EXERCISE REQUIREMENTS: Across the listing below, state how many lines hold the string "hazy"; write nothing but that number.

DATASET:

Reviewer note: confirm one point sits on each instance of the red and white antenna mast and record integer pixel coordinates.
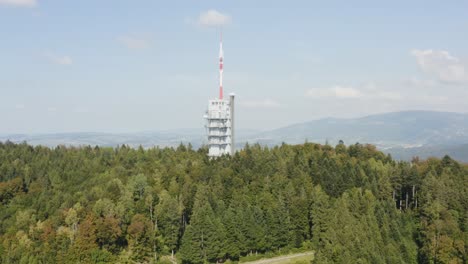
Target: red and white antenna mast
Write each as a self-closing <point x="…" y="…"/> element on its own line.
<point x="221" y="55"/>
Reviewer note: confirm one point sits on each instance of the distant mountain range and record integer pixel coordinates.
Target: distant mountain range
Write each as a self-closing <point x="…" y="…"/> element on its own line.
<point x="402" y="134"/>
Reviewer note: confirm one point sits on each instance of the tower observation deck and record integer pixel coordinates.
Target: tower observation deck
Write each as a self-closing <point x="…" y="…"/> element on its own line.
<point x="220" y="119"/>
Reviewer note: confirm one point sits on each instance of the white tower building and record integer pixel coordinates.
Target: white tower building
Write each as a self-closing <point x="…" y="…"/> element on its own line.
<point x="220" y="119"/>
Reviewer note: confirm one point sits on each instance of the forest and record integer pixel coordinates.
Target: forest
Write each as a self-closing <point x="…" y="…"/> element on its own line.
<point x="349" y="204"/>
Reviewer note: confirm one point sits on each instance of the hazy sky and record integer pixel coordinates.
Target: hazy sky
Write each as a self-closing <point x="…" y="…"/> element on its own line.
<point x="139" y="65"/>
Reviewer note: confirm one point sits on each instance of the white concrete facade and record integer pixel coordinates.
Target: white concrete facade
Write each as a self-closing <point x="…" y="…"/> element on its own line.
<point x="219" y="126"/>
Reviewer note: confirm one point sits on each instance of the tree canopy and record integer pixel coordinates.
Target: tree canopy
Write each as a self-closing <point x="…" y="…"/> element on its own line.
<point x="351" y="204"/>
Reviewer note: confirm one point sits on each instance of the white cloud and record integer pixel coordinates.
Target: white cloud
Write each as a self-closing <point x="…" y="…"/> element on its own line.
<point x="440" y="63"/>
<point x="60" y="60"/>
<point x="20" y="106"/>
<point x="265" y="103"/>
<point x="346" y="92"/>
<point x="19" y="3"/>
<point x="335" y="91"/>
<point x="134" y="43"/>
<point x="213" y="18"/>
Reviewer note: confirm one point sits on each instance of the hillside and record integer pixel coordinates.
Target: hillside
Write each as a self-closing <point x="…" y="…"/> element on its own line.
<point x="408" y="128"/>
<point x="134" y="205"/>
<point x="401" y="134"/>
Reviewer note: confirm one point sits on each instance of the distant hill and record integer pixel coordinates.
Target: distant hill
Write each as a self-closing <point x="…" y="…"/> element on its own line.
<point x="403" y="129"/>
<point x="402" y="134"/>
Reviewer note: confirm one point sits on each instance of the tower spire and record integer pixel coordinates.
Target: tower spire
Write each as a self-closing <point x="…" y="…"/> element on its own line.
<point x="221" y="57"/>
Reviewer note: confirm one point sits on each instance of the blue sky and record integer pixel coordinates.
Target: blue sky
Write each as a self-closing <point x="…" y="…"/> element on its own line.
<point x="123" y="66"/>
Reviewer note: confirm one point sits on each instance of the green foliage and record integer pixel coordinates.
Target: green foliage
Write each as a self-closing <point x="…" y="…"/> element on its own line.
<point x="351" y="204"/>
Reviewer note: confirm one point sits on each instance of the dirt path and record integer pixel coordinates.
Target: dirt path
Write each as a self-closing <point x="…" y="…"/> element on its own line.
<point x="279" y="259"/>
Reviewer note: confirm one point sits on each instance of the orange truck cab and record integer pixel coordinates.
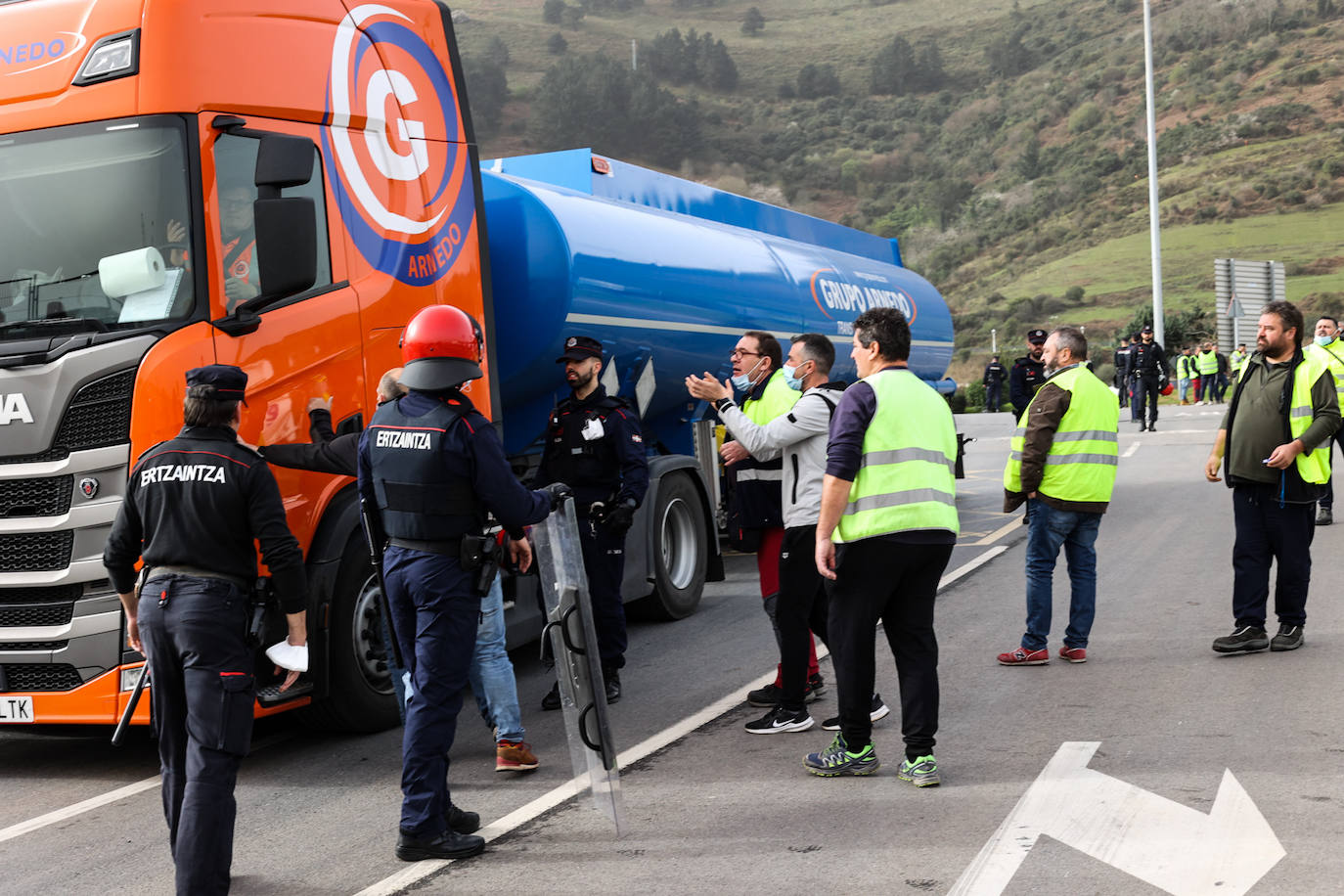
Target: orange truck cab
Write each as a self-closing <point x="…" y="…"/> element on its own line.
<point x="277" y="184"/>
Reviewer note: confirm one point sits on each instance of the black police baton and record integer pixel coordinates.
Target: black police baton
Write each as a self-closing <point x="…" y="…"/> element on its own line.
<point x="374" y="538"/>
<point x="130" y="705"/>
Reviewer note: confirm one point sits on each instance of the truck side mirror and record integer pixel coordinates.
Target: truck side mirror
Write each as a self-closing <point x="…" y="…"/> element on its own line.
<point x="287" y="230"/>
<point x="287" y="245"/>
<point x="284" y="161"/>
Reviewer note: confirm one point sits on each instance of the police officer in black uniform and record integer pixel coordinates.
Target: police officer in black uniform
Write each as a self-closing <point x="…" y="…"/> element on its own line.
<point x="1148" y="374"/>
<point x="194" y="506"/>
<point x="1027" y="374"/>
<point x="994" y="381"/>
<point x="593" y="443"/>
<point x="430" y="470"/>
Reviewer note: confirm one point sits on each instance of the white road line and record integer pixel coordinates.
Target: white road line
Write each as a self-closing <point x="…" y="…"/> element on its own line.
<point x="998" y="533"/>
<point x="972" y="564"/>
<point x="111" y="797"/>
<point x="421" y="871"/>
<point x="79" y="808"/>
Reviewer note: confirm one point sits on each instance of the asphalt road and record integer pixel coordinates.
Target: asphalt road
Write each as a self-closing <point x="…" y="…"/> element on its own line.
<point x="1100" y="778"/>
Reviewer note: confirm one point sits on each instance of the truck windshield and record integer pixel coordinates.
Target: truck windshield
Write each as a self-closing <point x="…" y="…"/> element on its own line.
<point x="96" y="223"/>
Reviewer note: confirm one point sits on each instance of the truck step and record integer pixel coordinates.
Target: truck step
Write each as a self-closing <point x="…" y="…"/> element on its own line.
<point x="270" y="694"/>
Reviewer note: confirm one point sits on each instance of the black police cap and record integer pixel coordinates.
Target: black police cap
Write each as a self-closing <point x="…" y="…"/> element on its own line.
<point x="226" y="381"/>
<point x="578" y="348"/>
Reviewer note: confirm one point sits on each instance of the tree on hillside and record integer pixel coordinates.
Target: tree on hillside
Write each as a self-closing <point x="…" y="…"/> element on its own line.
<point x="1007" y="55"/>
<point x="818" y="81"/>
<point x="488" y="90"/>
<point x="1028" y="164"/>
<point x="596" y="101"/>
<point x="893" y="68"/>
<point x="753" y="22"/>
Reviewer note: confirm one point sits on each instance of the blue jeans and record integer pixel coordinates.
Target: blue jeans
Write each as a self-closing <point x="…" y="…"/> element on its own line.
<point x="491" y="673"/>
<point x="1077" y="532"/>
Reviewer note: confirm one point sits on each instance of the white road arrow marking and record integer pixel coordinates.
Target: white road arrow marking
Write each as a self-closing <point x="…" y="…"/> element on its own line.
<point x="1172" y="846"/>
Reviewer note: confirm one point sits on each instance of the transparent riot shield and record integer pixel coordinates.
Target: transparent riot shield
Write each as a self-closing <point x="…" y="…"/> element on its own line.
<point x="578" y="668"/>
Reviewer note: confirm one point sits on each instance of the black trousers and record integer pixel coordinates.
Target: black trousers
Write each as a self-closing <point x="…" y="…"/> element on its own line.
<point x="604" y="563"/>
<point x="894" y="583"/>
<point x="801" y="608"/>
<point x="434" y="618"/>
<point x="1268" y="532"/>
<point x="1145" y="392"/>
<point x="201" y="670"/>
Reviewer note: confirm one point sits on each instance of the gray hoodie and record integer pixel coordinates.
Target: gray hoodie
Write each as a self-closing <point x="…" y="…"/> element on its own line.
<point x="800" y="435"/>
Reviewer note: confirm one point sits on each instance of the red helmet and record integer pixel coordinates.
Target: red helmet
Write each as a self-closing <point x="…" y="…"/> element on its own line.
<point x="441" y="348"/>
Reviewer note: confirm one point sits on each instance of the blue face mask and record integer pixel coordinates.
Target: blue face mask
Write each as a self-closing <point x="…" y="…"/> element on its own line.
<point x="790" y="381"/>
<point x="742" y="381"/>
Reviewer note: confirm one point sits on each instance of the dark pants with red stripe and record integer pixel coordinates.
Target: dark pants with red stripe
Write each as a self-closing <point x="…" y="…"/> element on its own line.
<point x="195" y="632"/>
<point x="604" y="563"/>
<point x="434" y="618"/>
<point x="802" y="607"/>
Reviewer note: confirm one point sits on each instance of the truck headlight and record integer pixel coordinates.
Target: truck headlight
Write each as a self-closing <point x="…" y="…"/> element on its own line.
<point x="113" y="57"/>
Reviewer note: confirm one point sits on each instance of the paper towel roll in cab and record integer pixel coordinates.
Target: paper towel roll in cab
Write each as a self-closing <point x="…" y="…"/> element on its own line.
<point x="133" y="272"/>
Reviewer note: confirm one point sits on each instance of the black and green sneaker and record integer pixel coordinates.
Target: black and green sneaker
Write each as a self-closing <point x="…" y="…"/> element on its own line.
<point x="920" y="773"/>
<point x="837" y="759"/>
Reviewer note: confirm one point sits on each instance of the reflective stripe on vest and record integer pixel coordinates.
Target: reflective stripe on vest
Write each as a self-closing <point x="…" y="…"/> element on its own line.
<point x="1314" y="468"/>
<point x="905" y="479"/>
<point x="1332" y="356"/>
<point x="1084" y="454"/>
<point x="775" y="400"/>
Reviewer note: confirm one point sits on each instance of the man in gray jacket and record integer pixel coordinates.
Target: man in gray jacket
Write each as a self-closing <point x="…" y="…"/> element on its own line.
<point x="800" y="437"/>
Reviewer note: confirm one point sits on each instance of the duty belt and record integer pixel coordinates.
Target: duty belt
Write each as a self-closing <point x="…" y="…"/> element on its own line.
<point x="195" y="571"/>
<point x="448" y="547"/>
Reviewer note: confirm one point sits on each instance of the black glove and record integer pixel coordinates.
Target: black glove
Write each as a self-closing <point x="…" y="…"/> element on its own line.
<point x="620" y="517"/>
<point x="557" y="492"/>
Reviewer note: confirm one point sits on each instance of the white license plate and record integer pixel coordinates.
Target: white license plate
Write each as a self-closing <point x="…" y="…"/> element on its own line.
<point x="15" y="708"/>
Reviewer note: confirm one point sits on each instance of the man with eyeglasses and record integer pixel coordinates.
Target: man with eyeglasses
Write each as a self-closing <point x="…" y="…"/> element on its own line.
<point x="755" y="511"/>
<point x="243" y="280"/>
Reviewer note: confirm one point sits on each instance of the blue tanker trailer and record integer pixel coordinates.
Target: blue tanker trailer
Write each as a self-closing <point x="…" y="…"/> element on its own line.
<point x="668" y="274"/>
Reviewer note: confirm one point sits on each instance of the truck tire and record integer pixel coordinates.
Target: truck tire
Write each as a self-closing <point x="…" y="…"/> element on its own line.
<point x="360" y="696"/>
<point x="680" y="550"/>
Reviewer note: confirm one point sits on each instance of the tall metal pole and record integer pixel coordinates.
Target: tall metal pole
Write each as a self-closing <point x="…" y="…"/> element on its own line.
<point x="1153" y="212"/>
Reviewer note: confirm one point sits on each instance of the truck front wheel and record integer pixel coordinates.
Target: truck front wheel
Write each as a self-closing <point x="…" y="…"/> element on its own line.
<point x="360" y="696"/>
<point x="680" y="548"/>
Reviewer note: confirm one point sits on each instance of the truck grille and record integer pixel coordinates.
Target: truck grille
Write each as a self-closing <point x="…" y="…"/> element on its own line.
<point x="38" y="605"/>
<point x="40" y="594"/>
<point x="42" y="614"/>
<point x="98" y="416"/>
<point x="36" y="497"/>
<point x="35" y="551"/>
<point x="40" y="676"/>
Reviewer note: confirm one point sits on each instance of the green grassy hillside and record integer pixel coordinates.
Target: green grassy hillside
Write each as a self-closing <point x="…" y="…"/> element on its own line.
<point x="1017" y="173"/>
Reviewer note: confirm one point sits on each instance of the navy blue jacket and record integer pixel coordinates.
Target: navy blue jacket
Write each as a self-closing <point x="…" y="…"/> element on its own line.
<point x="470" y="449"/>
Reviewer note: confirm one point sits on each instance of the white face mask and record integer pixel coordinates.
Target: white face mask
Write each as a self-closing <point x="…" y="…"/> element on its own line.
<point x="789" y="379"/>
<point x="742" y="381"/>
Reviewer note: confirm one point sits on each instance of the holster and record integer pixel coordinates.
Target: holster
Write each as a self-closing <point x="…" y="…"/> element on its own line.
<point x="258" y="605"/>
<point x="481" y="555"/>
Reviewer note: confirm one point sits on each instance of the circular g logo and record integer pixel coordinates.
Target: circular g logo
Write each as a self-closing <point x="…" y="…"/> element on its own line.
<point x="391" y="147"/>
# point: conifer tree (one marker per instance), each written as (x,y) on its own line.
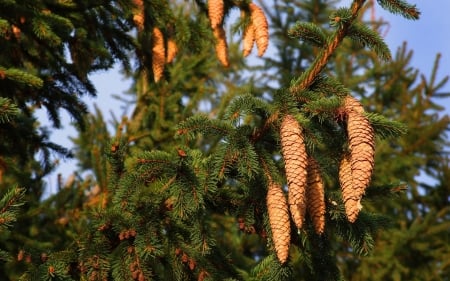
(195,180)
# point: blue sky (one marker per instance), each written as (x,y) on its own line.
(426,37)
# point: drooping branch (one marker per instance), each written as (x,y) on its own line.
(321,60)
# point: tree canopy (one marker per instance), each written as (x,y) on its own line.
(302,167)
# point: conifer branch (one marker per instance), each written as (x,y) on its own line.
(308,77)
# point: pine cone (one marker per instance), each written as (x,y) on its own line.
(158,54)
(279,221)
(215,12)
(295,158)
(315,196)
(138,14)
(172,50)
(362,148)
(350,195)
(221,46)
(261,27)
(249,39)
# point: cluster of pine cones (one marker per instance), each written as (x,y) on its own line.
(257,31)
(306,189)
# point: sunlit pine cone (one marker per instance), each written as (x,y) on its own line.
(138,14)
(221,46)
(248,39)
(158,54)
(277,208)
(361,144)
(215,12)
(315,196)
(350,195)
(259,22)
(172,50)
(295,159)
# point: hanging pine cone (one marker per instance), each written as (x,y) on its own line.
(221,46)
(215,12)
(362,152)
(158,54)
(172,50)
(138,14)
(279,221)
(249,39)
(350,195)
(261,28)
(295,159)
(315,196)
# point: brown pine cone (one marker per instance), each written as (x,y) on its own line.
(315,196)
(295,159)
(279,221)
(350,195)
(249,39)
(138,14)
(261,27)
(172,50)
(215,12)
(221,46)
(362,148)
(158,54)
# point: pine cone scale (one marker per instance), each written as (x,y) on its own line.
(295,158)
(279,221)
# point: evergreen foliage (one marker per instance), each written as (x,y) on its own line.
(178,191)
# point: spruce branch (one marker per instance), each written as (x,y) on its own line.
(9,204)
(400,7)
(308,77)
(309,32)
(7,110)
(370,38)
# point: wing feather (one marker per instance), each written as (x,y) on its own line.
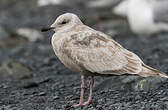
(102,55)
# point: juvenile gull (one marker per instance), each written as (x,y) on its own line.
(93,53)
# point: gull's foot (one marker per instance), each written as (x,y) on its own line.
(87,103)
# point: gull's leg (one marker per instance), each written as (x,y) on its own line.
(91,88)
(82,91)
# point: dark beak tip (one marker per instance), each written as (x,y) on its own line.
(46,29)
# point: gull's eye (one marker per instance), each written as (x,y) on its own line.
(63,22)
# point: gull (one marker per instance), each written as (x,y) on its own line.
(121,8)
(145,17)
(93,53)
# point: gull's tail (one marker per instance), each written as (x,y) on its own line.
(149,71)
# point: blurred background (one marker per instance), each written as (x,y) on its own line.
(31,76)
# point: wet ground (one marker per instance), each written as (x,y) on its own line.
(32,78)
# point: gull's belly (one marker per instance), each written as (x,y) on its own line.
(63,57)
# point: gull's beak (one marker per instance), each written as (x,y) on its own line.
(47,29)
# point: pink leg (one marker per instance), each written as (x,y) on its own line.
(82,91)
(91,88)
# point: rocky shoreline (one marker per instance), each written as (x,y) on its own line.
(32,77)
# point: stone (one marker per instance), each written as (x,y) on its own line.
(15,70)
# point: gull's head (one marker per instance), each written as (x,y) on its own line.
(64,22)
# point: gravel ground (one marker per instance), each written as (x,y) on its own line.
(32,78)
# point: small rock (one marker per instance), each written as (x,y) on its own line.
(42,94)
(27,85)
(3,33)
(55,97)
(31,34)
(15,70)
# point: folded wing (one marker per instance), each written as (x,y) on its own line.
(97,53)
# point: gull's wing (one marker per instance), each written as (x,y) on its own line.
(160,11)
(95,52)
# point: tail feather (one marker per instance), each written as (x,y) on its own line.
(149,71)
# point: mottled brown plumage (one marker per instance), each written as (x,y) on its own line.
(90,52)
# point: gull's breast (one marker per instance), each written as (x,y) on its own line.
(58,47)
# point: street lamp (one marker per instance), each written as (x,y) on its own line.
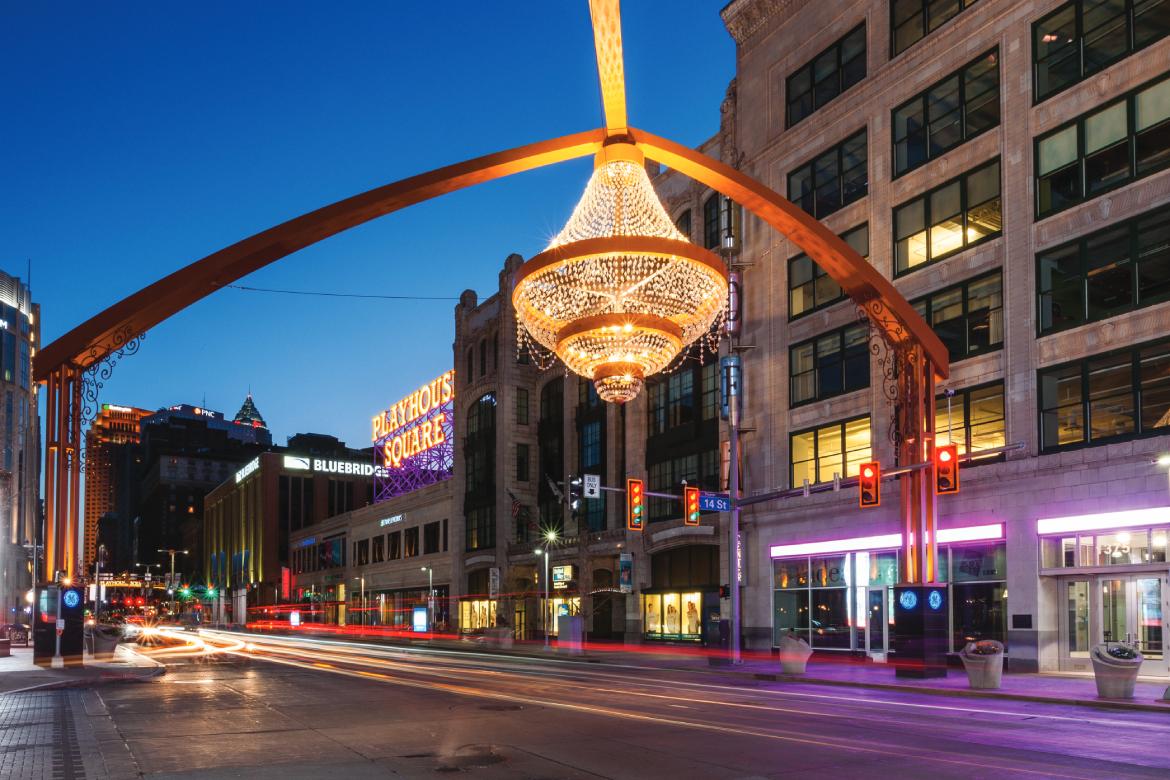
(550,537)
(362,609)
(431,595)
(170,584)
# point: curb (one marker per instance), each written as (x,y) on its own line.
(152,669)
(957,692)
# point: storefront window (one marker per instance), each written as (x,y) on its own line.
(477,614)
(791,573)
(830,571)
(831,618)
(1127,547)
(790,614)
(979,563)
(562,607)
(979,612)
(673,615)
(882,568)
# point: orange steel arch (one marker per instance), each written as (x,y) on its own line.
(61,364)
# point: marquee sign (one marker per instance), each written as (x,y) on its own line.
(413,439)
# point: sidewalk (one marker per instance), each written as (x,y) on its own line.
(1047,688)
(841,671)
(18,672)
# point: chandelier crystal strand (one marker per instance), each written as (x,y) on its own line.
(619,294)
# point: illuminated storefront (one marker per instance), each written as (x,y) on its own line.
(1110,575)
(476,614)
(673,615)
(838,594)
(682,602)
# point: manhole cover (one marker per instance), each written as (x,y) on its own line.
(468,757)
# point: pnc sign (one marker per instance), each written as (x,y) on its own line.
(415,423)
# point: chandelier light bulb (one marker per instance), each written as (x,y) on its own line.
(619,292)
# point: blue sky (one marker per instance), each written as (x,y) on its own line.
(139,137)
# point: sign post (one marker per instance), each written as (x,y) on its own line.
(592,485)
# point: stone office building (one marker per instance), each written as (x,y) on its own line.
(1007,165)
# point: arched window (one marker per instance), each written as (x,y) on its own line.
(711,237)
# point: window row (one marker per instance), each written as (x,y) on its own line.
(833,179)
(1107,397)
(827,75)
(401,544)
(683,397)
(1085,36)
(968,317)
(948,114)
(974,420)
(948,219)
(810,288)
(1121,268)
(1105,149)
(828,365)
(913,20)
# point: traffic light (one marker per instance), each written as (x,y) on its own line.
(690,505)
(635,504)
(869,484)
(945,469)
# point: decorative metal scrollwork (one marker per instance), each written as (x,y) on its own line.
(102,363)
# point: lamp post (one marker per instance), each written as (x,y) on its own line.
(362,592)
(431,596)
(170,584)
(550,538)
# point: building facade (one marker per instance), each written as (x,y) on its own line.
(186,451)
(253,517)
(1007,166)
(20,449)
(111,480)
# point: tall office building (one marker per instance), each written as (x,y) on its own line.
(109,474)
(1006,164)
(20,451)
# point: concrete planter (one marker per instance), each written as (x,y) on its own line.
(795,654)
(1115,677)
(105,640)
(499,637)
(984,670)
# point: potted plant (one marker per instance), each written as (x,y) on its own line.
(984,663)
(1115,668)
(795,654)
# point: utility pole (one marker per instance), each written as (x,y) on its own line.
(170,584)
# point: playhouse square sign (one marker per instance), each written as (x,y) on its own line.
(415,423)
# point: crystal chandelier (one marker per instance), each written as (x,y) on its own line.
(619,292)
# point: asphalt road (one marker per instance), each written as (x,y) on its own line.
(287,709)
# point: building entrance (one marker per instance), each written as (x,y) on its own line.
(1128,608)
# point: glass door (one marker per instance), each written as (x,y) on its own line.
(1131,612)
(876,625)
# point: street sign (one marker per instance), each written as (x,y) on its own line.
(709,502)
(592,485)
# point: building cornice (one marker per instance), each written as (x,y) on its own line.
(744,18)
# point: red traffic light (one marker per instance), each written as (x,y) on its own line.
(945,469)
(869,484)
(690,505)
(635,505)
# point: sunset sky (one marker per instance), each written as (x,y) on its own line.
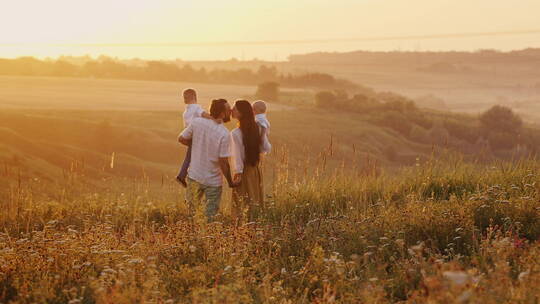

WORKED SOLUTION: 2